Created an erasure code pool in ceph , but cannot work with it in proxmox

danielc

Member
Feb 28, 2018
35
2
13
42
Hello

Created an erasure code pool in ceph , but cannot work with it in proxmox.
I simply used RBD(PVE) to moint it.
The pool can show up under proxmox correctly, with size as well, but cannot move disk to there:

create full clone of drive virtio0 (hdd:vm-100-disk-1)
error adding image to directory: (95) Operation not supported
TASK ERROR: storage migration failed: error with cfs lock 'storage-backup_erasure': rbd create vm-100-disk-1' error: error adding image to directory: (95) Operation not supported

I also cannot create VM to it:
rbd: create error: (22) Invalid argument2018-07-04 16:57:35.778203 7fc5627fc700 -1 librbd::image::CreateRequest: 0x561876d2cb90 handle_validate_overwrite: pool missing required overwrite support
TASK ERROR: create failed - error with cfs lock 'storage-backup_erasure': rbd create vm-107-disk-1' error: rbd: create error: (22) Invalid argument2018-07-04 16:57:35.778203 7fc5627fc700 -1 librbd::image::CreateRequest: 0x561876d2cb90 handle_validate_overwrite: pool missing required overwrite support


But if i run rados to test, it is totally fine:
root@ceph1:~# rados -p backup_erasure bench 20 write -t 32 -b 4096 --no-cleanup
INFO: op_size has been rounded to 12288
hints = 1
Maintaining 32 concurrent writes of 12288 bytes to objects of size 12288 for up to 20 seconds or 0 objects
Object prefix: benchmark_data_ceph1_1265629
sec Cur ops started finished avg MB/s cur MB/s last lat(s) avg lat(s)
0 0 0 0 0 0 - 0
1 32 700 668 7.82797 7.82812 0.0178338 0.0462036
2 32 1392 1360 7.96808 8.10938 0.0725665 0.046
3 32 2065 2033 7.94071 7.88672 0.0169972 0.0467111
.....

What can i do here with this case?
Thanks
 
Hi Daniel,
you need an cache tier pool, or enable additinal settings. See here: http://docs.ceph.com/docs/mimic/rados/operations/erasure-code/#erasure-coding-with-overwrites

Udo

Hello Udo

Thanks for your information, while i aware this tier information during create the erasure pool, i did not know that it is a requirment.

Aim: Extend the forum thread about the Ceph erasure code pool in Proxmox, starting after its last post above. The data that comes next is separate material, unrelated to the thread above.

Information provided:
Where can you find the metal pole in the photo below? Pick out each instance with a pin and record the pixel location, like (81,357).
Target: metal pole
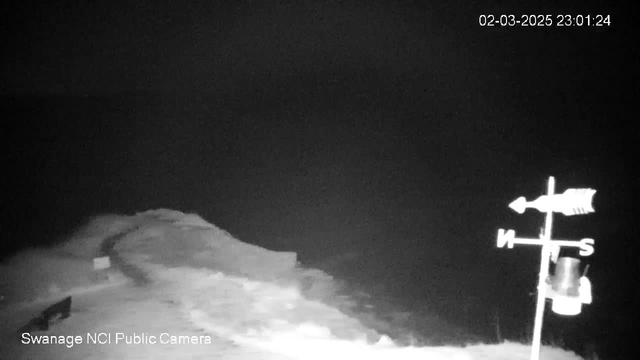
(544,272)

Response:
Now i created the tire pool, but i am not sure if this result is correct? Let say i moved a 50G image to this pool:

But it looks like the 50G stays in the tier pool and not moved to the erasure pool. Is this supposed to be a correct result?
Thank you.
 

Attachments

  • abc.png
    abc.png
    4 KB · Views: 53
I'm pretty sure as of Luminous a cache tier is no longer a requirement:
https://ceph.com/community/new-luminous-erasure-coding-rbd-cephfs/

However, the issue I think is the header and metadata must still be stored in a replicated pool, with only the data in the erasure pool. An example rbd image creation is:
rbd create rbd/myimage --size 1T --data-pool ec42

To my knowledge, ProxMox has not yet enabled this level of sophistication, so you'd have to manually migrate the images then update the vm configuration directly.
 
  • Like
Reactions: danielc
Looks like you simply have to enable overwriting. Herewith my notes from when I setup an erasure coded pool (8 months of production use) and a compressed erasure coded pool (3 months of production use):

NB: We run the pool with a min_size of 4 (3 data and 2 parity shards) and subsequently require a minimum of 6 hosts, of which 3 are monitors.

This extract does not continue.